- [What you have to do]
Begin at the line that contains "Return the outline of every instance of the bokeh" and repeat every line from there to the end of the records below, inclusive, without adding any other line.

- [Data for this task]

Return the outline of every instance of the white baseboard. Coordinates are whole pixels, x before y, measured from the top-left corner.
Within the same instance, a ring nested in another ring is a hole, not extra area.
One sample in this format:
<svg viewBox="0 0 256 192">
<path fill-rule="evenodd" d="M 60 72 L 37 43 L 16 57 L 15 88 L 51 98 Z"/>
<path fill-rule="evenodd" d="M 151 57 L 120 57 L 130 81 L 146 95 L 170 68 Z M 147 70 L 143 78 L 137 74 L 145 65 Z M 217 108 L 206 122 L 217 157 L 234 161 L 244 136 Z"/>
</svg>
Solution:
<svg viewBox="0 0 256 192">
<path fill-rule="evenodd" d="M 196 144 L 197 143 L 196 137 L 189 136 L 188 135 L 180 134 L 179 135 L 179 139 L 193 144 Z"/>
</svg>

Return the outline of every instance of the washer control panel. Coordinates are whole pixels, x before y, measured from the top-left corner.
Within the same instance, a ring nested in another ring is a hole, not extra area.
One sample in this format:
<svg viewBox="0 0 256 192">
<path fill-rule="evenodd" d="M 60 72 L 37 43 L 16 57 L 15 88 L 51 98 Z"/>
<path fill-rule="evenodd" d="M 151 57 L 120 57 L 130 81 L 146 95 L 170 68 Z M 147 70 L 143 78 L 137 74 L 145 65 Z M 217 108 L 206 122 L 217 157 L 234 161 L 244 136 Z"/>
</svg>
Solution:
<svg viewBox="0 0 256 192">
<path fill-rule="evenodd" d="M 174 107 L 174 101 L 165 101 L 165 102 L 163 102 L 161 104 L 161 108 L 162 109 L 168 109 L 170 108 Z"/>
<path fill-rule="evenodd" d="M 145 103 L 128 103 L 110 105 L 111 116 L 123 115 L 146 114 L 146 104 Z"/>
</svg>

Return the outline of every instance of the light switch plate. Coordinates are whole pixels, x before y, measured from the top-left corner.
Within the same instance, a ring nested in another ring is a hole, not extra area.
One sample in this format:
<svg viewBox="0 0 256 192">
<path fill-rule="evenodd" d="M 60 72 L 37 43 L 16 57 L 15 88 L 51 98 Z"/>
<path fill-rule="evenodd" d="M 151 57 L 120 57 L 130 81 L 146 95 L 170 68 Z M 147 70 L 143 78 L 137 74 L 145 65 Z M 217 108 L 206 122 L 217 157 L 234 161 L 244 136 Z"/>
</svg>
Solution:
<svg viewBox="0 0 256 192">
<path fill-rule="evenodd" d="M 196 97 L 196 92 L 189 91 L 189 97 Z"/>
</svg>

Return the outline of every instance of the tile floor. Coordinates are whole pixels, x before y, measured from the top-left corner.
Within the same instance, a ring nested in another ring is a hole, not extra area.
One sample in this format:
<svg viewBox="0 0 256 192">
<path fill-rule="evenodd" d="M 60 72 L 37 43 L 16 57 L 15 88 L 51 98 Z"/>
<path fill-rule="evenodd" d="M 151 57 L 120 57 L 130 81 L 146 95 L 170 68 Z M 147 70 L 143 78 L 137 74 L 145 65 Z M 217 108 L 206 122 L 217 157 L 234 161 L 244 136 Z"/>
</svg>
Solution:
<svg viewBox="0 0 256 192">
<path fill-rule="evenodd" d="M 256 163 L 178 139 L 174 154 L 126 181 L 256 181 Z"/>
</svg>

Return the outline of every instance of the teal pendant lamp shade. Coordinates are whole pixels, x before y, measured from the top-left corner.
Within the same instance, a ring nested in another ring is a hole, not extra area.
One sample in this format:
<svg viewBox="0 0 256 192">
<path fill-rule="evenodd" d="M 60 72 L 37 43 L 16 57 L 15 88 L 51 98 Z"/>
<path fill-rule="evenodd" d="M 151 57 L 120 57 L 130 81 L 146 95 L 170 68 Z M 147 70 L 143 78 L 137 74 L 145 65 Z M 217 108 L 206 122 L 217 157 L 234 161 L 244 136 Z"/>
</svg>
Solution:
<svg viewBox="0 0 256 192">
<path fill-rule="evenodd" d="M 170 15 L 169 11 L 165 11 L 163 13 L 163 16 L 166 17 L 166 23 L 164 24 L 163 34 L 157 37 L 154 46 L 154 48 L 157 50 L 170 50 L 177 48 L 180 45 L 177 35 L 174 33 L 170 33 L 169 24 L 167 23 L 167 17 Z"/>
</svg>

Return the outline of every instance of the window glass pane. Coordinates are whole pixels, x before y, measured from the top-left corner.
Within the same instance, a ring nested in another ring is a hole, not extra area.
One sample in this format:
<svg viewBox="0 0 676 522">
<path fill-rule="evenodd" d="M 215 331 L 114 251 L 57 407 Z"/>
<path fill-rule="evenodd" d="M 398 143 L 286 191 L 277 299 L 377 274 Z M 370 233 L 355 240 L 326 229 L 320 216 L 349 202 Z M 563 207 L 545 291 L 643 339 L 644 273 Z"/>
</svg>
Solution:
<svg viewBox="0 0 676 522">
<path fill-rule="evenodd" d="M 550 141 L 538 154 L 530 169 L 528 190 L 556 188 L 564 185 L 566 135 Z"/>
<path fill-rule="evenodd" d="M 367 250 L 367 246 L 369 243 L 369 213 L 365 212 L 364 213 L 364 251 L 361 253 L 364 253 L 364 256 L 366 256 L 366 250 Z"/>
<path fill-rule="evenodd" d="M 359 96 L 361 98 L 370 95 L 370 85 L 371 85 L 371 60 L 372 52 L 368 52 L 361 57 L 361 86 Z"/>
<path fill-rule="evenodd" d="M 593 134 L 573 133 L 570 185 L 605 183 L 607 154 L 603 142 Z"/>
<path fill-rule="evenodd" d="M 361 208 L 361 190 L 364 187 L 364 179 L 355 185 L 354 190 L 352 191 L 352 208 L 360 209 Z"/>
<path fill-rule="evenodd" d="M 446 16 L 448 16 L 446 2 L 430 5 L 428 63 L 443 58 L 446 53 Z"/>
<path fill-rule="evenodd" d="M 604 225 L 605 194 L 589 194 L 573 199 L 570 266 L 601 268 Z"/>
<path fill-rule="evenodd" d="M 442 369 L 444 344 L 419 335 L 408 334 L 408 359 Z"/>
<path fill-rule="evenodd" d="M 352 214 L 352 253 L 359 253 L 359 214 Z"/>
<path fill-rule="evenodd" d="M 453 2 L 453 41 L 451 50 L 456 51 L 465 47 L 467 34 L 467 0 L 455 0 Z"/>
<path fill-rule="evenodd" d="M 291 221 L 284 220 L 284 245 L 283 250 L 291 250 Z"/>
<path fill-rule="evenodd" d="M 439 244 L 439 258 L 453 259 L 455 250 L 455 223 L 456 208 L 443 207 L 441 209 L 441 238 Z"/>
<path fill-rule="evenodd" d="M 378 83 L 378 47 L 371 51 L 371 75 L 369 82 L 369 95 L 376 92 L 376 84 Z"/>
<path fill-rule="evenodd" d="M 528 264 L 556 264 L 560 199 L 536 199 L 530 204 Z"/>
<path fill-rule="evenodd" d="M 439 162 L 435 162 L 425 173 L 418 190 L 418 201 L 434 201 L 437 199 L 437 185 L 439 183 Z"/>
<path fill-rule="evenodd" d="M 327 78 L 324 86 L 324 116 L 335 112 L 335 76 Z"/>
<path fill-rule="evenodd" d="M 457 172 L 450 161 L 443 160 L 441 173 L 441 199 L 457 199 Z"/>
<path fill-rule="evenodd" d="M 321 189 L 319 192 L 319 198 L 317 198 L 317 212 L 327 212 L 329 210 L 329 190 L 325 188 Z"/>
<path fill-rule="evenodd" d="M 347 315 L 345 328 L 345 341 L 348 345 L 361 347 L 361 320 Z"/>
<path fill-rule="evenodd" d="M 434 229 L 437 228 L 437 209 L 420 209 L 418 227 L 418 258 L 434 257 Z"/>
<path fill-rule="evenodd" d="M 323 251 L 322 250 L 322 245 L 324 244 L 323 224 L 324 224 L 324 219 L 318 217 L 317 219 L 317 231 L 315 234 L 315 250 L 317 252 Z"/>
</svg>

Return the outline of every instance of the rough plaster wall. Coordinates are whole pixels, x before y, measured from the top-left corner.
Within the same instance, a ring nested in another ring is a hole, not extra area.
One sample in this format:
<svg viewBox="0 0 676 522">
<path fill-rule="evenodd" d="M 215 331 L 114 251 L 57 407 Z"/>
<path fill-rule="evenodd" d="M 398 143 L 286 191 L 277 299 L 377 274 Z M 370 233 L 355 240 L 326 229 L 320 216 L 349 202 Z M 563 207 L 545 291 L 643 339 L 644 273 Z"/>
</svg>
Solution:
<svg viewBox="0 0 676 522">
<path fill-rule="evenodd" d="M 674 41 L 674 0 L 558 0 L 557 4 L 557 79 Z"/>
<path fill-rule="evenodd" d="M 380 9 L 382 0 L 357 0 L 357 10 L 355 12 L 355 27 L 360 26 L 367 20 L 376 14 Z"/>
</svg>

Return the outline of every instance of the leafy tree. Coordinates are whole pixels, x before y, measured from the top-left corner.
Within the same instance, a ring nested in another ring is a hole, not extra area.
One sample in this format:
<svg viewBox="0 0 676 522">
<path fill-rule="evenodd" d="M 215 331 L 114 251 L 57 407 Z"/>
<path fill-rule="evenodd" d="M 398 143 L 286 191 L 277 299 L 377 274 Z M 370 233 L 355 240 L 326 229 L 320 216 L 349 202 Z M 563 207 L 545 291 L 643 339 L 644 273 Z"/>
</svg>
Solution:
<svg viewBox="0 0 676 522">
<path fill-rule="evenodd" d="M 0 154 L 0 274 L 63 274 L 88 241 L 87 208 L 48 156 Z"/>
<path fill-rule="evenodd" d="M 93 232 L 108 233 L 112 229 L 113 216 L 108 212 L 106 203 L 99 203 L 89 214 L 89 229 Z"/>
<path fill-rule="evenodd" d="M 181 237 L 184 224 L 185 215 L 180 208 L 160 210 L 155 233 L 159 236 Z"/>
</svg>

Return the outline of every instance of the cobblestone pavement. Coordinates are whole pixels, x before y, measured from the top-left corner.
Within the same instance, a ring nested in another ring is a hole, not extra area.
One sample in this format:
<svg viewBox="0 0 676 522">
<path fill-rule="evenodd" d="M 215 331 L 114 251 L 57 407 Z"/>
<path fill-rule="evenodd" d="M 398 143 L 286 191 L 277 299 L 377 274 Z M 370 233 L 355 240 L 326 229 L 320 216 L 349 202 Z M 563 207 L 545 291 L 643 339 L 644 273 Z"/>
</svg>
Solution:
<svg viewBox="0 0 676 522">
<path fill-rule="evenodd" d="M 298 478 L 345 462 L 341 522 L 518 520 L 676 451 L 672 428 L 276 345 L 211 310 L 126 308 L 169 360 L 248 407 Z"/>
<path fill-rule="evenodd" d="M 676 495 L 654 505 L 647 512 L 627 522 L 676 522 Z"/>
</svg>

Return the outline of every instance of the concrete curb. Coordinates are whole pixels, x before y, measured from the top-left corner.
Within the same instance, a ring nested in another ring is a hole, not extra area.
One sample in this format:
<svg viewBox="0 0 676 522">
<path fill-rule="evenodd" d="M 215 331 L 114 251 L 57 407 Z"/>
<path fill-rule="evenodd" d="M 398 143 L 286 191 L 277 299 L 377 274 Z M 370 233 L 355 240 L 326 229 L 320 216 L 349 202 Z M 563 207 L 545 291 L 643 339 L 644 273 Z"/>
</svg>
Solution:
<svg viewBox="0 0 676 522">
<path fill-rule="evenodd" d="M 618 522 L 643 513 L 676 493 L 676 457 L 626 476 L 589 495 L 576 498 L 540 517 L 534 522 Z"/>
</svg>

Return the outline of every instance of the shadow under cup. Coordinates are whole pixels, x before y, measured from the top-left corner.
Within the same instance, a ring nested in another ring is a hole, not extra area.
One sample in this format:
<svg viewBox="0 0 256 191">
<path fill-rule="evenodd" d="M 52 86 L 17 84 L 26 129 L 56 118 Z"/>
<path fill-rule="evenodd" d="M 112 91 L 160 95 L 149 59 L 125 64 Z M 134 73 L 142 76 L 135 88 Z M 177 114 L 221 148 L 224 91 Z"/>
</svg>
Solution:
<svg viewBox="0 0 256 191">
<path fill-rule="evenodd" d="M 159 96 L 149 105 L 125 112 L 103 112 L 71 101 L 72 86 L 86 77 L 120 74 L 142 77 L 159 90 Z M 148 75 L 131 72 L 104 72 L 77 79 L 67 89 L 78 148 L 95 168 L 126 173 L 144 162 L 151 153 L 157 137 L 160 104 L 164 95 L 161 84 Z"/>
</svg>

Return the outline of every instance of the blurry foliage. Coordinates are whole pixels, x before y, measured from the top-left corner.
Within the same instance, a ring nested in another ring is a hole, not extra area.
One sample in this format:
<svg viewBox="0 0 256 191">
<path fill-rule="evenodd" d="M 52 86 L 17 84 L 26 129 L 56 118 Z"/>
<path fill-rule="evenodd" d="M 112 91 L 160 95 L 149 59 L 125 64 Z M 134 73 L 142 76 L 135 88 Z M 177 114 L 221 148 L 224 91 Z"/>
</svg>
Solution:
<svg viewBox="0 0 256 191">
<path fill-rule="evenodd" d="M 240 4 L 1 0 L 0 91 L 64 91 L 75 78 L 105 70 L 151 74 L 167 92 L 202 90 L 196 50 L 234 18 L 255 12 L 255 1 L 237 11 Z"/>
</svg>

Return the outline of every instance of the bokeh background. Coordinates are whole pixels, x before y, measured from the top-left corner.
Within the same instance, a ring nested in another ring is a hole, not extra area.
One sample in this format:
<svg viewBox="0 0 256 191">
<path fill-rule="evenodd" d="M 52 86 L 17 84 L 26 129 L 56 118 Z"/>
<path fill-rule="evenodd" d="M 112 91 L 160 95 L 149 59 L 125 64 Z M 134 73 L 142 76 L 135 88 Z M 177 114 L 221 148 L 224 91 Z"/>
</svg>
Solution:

- [Exercise answer]
Return the outline of every instance of the bokeh background. Coordinates are whole pixels, x before y, measured from the top-left corner.
Within the same instance, a ring nested in another ring is a hole, not extra area.
One sample in this format:
<svg viewBox="0 0 256 191">
<path fill-rule="evenodd" d="M 52 86 L 17 84 L 26 129 L 56 118 Z"/>
<path fill-rule="evenodd" d="M 112 91 L 160 95 L 149 59 L 125 64 Z M 134 73 L 142 76 L 135 88 Z M 177 114 L 221 148 L 224 91 Z"/>
</svg>
Solution:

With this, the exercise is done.